_課題内容:_
リハビリ医についての記事で、車椅子生活になった高齢男性はどのようなことを訴えましたか？

_掲載本文:_
脳卒中や手術後の患者に対し、失われた機能の回復や残った機能を伸ばすリハビリテーション。近年、その重要性が注目され、超高齢社会においてリハビリテーション医と呼ばれる医師が担う役割が大きくなっている。しかし、一昔前は大学医学部にリハビリの医局はなく、学ぶ機会も十分になかった。そんななか、リハビリ医療を担う医師の育成の必要性を大学に訴え続け、08年に昭和大学リハビリテーション医学講座を開設、初代教授に就任したのが水間正澄医師だ。好評発売中の週刊朝日ムック『医学部に入る2023』では、水間医師を取材した。
* * *
お座りしかできなかったある障害児。母親は、「この子はここまでが限界」とあきらめていた。ところが月に2回のリハビリを開始したところ、手すりにつかまって立ち上がりができるように。さらにリハビリを続けたところ、両足立ちができるまでになった。
病気により車椅子生活になった高齢男性は、「秋祭りの役員として、20分だけ神社の椅子に座れるようにしてほしい」と訴えた。祭りは男性の生きがいだった。リハビリに取り組んだ結果、座位の姿勢を維持できるようになり、希望をかなえられた。
これらは、いずれも水間正澄医師が経験したケースだ。
「リハビリ医にとって大事なことは、患者さんの『できる』部分を見逃さないこと。患者さんの主体性を引き出し、専門職と協働して取り組めば、少しずつかもしれないが伸ばせる機能はある。うまくいったら、さらにできそうなことを見つけて取り組む。患者さんの変化を見逃さず、医学的管理をしながらできることをひとつずつプラスしていき、生きる希望を持てるように伴走する。これがリハビリ医の仕事です」と話す。
医師を目指したのは勤務医だった父の影響だ。医学部時代は内科医になりたいと思っていた。ところが、5年生のときの臨床実習でリハビリ医療に出合い、運命が変わった。
■養護学校で働く医師を見てリハビリ医になることを決意
当時の大学にはリハビリの医局はなく、研究も診療も整形外科の医局が担っていた。その整形外科の実習で養護学校(現在の特別支援学校)の見学があった。

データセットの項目
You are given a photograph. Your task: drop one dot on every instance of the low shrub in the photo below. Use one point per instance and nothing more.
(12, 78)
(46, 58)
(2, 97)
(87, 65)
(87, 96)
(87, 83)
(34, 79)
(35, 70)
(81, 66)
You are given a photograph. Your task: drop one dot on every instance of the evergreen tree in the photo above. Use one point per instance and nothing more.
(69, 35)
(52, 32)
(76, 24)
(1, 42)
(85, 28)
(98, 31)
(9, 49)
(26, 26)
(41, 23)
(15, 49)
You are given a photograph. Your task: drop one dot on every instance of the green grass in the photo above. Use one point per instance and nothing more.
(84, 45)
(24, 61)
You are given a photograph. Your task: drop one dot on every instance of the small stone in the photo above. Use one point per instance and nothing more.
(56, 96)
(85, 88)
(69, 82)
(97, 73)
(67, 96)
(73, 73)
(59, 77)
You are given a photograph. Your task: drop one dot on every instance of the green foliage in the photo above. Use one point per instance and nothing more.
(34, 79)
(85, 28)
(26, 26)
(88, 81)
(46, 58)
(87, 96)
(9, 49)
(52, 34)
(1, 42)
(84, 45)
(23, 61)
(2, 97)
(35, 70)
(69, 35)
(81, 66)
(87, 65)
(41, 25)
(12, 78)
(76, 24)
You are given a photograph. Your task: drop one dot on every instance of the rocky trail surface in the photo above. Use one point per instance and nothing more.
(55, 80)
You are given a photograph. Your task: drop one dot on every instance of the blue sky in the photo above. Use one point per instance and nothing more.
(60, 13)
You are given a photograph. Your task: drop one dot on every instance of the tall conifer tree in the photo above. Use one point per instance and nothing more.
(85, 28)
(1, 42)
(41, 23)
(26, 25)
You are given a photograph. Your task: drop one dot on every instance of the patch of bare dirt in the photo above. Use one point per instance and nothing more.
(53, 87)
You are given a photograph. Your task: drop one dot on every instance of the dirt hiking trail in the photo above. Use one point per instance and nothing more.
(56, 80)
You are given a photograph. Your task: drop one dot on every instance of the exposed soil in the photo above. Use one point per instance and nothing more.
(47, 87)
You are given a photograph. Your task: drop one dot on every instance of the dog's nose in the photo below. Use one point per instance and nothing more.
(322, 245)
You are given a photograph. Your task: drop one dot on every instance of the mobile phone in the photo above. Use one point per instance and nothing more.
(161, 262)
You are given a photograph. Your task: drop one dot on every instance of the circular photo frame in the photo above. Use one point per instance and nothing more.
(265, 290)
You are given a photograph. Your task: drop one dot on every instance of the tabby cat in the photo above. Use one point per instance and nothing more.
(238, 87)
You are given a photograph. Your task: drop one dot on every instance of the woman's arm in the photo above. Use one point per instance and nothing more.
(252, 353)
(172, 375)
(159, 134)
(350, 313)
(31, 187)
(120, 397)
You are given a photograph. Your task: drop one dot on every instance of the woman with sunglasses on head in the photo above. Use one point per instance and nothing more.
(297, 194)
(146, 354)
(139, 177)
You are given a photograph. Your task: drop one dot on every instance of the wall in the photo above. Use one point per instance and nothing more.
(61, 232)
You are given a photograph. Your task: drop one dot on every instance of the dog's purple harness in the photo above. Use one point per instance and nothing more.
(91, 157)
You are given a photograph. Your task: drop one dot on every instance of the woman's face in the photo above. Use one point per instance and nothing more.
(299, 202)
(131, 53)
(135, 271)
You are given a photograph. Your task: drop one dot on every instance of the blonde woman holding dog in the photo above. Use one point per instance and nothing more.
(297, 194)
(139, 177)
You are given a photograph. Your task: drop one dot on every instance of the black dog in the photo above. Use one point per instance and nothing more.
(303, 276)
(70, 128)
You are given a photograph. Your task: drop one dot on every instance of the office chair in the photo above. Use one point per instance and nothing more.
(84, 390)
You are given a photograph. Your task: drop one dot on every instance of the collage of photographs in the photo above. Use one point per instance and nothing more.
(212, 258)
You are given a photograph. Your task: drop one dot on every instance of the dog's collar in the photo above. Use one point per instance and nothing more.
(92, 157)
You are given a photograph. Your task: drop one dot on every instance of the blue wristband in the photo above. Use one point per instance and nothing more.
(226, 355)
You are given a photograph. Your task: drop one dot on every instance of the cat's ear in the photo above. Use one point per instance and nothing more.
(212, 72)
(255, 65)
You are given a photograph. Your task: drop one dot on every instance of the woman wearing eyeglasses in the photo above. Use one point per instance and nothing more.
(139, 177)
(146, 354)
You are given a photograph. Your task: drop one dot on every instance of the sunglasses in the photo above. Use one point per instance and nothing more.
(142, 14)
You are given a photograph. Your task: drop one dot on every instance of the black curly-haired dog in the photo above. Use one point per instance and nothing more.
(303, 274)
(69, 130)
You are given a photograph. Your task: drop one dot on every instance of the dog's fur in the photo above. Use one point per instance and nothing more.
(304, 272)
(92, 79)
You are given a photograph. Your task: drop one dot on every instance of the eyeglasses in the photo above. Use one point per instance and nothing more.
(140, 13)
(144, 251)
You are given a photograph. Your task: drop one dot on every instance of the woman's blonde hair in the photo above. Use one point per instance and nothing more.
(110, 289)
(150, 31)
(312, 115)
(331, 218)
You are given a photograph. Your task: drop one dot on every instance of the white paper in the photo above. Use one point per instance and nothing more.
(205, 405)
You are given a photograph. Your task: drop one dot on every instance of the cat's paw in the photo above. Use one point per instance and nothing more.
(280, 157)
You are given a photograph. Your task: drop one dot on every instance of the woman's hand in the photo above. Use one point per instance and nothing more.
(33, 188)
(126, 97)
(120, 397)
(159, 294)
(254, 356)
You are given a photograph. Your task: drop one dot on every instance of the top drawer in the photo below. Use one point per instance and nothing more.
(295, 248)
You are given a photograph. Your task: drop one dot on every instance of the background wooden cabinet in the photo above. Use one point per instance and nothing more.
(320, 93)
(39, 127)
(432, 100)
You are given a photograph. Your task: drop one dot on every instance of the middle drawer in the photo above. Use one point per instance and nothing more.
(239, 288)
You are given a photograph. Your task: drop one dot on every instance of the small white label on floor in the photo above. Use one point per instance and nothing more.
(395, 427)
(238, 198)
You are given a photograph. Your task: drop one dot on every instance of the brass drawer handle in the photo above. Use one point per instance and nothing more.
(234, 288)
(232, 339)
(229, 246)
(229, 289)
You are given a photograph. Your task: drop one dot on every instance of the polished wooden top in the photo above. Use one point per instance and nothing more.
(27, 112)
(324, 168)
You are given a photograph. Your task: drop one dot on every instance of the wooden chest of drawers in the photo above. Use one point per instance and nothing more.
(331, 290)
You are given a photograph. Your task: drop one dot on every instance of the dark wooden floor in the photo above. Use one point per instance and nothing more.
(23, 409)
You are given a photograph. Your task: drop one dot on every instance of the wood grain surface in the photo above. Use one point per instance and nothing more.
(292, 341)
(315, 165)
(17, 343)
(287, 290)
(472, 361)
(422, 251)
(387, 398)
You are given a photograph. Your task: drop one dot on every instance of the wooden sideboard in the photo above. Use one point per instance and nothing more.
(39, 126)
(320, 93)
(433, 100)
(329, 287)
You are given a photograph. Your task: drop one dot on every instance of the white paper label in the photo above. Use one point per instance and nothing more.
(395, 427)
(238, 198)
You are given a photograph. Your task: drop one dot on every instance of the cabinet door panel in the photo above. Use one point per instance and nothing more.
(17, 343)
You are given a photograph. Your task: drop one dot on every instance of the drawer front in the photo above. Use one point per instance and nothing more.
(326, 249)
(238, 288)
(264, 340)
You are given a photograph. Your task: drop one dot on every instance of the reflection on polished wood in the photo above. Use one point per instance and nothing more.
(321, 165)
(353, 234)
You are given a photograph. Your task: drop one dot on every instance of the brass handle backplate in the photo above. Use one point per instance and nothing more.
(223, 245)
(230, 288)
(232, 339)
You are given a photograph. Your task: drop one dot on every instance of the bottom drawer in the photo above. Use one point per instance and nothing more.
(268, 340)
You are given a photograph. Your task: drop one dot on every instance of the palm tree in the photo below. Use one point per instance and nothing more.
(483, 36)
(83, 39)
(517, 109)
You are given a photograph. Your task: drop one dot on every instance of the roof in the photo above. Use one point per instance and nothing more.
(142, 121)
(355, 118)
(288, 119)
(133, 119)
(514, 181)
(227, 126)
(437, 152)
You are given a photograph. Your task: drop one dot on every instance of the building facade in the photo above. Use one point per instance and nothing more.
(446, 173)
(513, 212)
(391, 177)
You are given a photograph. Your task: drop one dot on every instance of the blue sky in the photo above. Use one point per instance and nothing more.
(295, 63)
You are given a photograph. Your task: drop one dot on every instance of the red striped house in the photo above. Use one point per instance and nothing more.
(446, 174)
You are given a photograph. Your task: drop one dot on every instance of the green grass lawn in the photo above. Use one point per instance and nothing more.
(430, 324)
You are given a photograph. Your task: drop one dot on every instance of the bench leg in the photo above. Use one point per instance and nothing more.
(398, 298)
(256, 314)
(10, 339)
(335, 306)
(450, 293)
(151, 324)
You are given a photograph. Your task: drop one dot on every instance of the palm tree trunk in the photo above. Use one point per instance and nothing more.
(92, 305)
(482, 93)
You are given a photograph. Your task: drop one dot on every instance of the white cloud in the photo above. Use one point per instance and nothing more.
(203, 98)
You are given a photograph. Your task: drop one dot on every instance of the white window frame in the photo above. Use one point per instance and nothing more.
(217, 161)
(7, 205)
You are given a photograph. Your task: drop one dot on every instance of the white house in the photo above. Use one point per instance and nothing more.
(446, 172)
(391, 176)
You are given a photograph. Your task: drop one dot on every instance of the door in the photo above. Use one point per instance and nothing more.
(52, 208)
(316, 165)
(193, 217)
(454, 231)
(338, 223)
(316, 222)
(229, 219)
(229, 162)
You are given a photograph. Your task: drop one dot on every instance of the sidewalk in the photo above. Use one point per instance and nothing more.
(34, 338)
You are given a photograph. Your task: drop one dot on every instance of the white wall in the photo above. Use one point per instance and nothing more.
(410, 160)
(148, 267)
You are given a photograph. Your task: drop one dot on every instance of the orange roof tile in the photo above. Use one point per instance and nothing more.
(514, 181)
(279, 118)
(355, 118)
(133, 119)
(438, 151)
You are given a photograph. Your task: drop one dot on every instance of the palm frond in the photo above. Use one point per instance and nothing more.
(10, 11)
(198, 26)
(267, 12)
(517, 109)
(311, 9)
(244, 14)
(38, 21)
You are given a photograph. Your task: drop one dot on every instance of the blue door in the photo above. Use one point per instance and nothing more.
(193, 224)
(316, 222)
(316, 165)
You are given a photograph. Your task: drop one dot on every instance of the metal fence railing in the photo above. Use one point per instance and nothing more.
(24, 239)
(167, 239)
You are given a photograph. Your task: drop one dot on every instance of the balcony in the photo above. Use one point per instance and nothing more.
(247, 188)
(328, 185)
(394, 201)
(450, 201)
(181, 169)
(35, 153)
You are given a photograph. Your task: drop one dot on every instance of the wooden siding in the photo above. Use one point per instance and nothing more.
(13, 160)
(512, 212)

_課題への回答:_
秋祭りの役員として、20分だけ神社の椅子に座れるようにしてほしいと訴えました。